CHECK YOUR UNDERSTANDING:
[1] According to the pandemic influenza vaccine text, in what year did the most recent pandemic flu occur?
[2] Repeat word for word the stretch of the pandemic influenza vaccine text from "Profound changes in" through "the United States.".
── TEXT SEGMENT
Pandemic Influenza Vaccine Research

Profound changes in the genetic makeup of an influenza virus lead to “antigenic shift,” which results in larger changes to the structure of the virus’ surface proteins. Most people will have little to no immunity to a flu virus that has undergone an antigenic shift, and if the virus is easily spread from person-to-person, it can cause a global outbreak, called a pandemic. The most recent pandemic flu occurred in 2009 when a novel H1N1 flu virus emerged in the United States.

NIAID is continually preparing for pandemic influenza, including the potential for a wider spread of emerging strains of avian influenza, such as the H7N9 virus, which emerged in China in the spring of 2013. NIAID and its funded researchers are conducting preclinical and clinical studies on various investigational pandemic flu vaccines, including a prime-boost vaccine concept to protect against the H7N9 virus. Further human clinical trials are planned for 2017. Vaccine development to protect against other influenza subtypes, including H5, H9 and H1, is also underway.

Additionally, NIAID collaborates with BARDA and industry to evaluate vaccine “dose-sparing” strategies to maximize the supply of stockpiled flu vaccines for pandemic preparedness.
────
── INFORMATION GIVEN
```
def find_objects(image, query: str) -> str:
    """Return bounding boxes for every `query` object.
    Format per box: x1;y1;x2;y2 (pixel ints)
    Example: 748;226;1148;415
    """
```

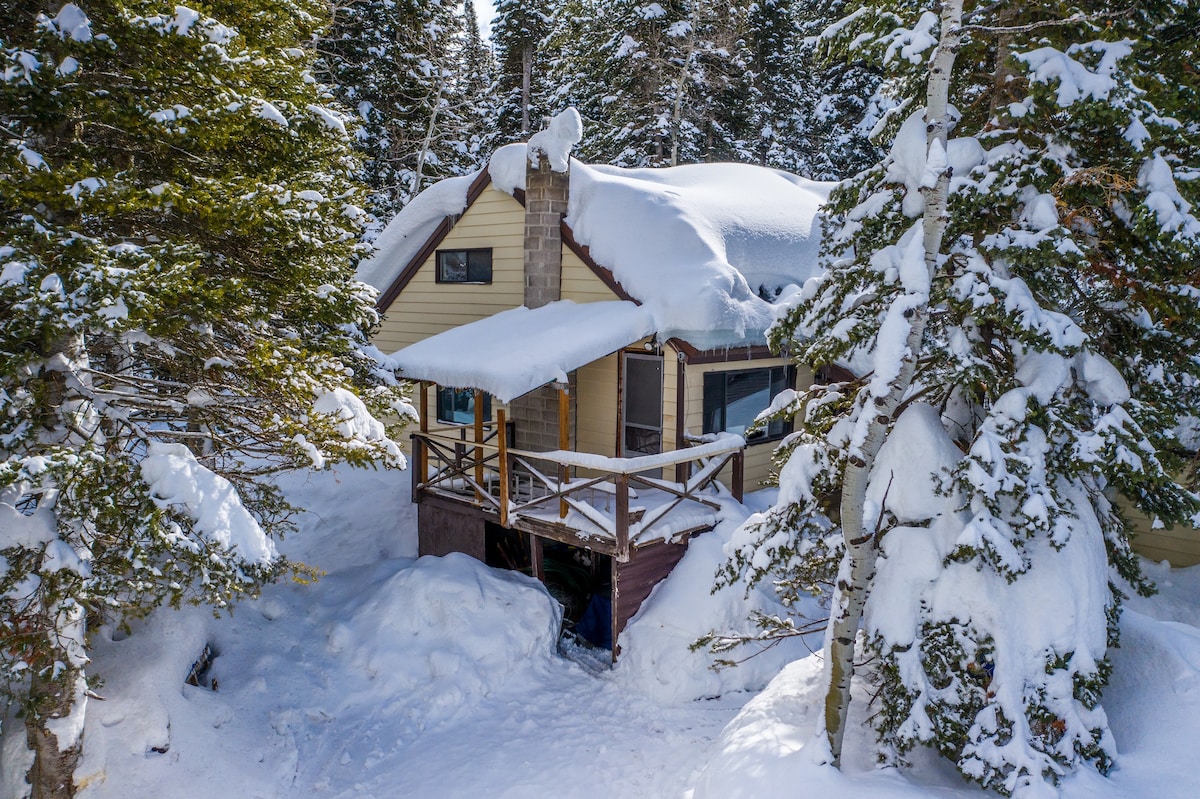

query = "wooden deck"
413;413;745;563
────
PER-TASK OUTPUTS:
[1] In 2009, when a novel H1N1 flu virus emerged in the United States.

[2]
Profound changes in the genetic makeup of an influenza virus lead to “antigenic shift,” which results in larger changes to the structure of the virus’ surface proteins. Most people will have little to no immunity to a flu virus that has undergone an antigenic shift, and if the virus is easily spread from person-to-person, it can cause a global outbreak, called a pandemic. The most recent pandemic flu occurred in 2009 when a novel H1N1 flu virus emerged in the United States.